- EXERCISE TEXT:

►

After saying goodbye, the man left and came back the next day. His mother was sleeping. This time, things were worse than yesterday. When the man’s mother was woken up, her face was permeated with a blank, vacant stare. She was even unable to recall who had visited her that morning.

Then with the man standing directly in front of her, she said how nice it would be if her so n would come to see her. The man sighed inwardly and went to see the nurse, who again reiterated that while they didn’t know exactly what was wrong with his mother they were still doing all they could to help her. However, his mother apparently didn’t think so. With that vacant gaze she still kept telling her son, (apparently referring to the medical personnel) “I keep calling but they never come.”

A tragic story, but one especially gut wrenching for me – because the elderly woman was my mother. I visited her in late February 2000 as she lay in a hospital bed in South England: a “guest” of the country’s nationalized health service.

A couple of days later I was back in the United States, so glad that a couple of friends had all told me that I should do whatever it took to pay a visit to my “mum” while I could. The week after my return, life went on as usual — except that as you might imagine my mother was never that far from my thoughts.

The following weekend arrived and with it plans for a birthday party for one of my sons, combined with a high school graduation celebration for another and a birthday party for my granddaughter. While it was a happy occasion the joy was tempered by a phone call I received the day of the party.

My mother’s hospital had called saying that she was getting steadily worse and it was not anticipated that she would live through the day. When I asked exactly what was wrong they still didn’t know. In fact, the response I received was very vague and non-committal.

However, being on the other side of the ocean, and being unable to visit physically, what else could we do except pray and commit the situation to the Lord? So that’s exactly what we did. We then began getting the house ready for the party. Mid-way through the gathering, the phone rang. It was a nurse from the hospital in the United Kingdom, saying she was sad to have to tell me that “mum” had passed away a couple of hours before.

◄

- WHAT NEEDS TO BE DONE: Decide whether each statement agrees with the hospital passage above, answering yes or no and quoting the words that settle it: (a) the hospital staff could say exactly what was wrong with the mother; (b) the visit took place in late February 2000; (c) the news of the death came by phone during the party.

- EXTRACTED INFORMATION:

►

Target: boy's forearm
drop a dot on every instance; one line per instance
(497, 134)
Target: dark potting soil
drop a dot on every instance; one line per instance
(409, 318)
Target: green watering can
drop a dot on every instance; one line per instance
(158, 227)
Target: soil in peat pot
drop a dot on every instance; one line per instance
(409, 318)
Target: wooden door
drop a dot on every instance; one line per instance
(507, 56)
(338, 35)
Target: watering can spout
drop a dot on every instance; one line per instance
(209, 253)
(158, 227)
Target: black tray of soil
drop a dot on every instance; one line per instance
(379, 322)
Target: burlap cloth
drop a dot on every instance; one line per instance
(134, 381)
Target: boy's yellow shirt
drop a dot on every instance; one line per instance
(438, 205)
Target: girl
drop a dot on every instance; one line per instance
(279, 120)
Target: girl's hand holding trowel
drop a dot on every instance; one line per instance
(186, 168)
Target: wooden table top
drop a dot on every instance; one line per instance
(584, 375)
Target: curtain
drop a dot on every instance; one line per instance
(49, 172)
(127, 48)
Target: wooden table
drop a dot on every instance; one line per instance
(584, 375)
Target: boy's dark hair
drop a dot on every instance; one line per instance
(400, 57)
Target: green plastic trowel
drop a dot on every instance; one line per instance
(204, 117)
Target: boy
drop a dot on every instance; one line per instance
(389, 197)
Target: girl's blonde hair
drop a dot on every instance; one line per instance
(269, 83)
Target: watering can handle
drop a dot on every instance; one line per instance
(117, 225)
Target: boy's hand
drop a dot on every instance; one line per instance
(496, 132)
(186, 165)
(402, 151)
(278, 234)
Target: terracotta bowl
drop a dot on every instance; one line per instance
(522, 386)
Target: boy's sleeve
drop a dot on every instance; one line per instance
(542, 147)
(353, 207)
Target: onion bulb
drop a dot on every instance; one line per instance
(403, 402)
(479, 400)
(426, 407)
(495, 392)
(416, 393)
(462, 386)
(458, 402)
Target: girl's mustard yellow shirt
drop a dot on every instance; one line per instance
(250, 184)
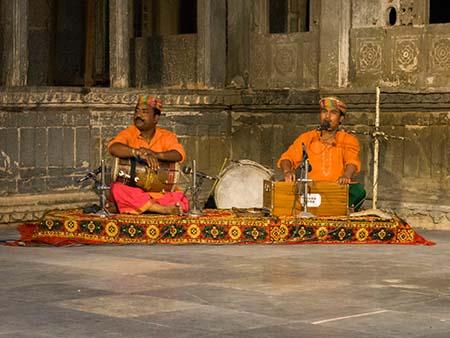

◄

- ANSWER TO THE PROBLEM:
(a) No: "When I asked exactly what was wrong they still didn’t know."
(b) Yes: "I visited her in late February 2000"
(c) Yes: "Mid-way through the gathering, the phone rang."